═════ SOURCE EXCERPT
Change encoding of a text file programmatically

Hi

I have a question regarding encoding of text files to be read by a sketchUp plug-in I am working on.
It turns out that the files that I need to read are not UTF-8 encoded and the plug-in fails in reading the files. I could simply open the text files in notepad++ and change the encoding to UTF-8 and the plug-in reads the files just fine (even UTF-8-BOM seems to work fine). So the question is as follows:

Is it possible to change the encoding of a file programmatically from the plug-in given a string with the file name? i.e. filename = ‘C:\Users\Carlos\test\myfilename.txt’

regards, Carlos

:thinking: https://ruby-doc.org/core-2.7.1/Encoding.html ?

Hi dezmo,

thanks for the link, but I am not sure if I can get what I want there. basically I need to change the encoding of the whole file, so when it is opened again with notepad++ the encoding is changed to UTF-8. Looks like the link is more about changing the encoding of a string more than the whole file.

There is a possibility to change the encoding using Windows powershell from the plug-in as follows

filename               = "C:\Users\Carlos\test\myfile may contain spaces.txt"
filenameInSimpleQuotes = "'" + path + "'" 
auxfilename            = "'" + path + "xxx" +"'"    

require 'base64'
cmd = %{Get-Content #{filenameInSimpleQuotes} | Set-Content -Encoding utf8 #{auxfilename}; Move-Item #{auxfilename} -Destination #{filenameInSimpleQuotes} -Force}

encoded_cmd = base64.strict_encode64(cmd.encode('utf-16le'))

find = `powershell.exe -encodedcommand #{encoded_cmd}`

so in the above code cmd is a double command for the windows powerShell (separated by the semicolon). In the first one the content of my file is encoded in utf8 and sent to an auxiliar file. In the second the auxiliar file is move to the original filename overwriting it. For some reason ruby fails in creating encoded_cmd string, do you know why?
══════════
▸ **DO THIS**
Continue the forum thread about converting a text file's encoding to UTF-8 from a SketchUp plug-in, starting after its final post.
═════ RECORDED INFORMATION
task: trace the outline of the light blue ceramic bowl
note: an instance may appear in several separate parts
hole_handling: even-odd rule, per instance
══════════
▸ **REPLY TO THE EXERCISE**
Thanks for the help

Do not use backslashes. They denote escaping in strings. The "\t" means a TAB character.
You can see a list of the various escape characters here:
File: literals.rdoc [Ruby 2.7.1] - Strings

Either use:

  • forward slashes:
    filename = "C:/Users/Carlos/test/myfile may contain spaces.txt"

  • single quotes:
    filename = 'C:\Users\Carlos\test\myfile may contain spaces.txt'

The link dezmo gave shows how to open a file withy a specific encoding, and have IO.open transcode it into another encoding. Your Ruby code can then write the file back out again using the new encoding.

file = File.open(filename, "r:UTF-16LE:UTF-8")
transcoded = file.read # string is now UTF-8
file.close

newfile = File.open(somepath,"w:UTF-8")
newfile.write(transcoded)
newfile.close

Hi DanRathbun

Thank you very much for your reply.

I will take into account your comments on the use of backslashes in strings. However I don’t think that is the problem in my plug-in because the string I am using is just the first input argument from the method load_file(path, _status) from a custom Importer class. I just tried to avoid commenting all that in my code for simplicity and create my own string. That work around fails when executing

cmd.encode('utf-16le')

I would prefer to change the encoding directly on ruby though, but all this encoding stuff is a bit tricky for me. The code you posted is certainly changing the encoding of the file as it can be seen when it is open in notepad ++, but still is not the same that directly changing the encoding in notepad++.

In the figure below, top left panel is the original file with the wrong encoding, top right is how it looks when I just change the encoding using notepad++ (this file is read just fine by the plug-in). bottom panel is the resulting file after changing the encoding using your code, as you can see the encoding is UTF-8 but it looks very different and the plug-in doesn’t identify the text inside. Do you know a way to achieve top right result using ruby?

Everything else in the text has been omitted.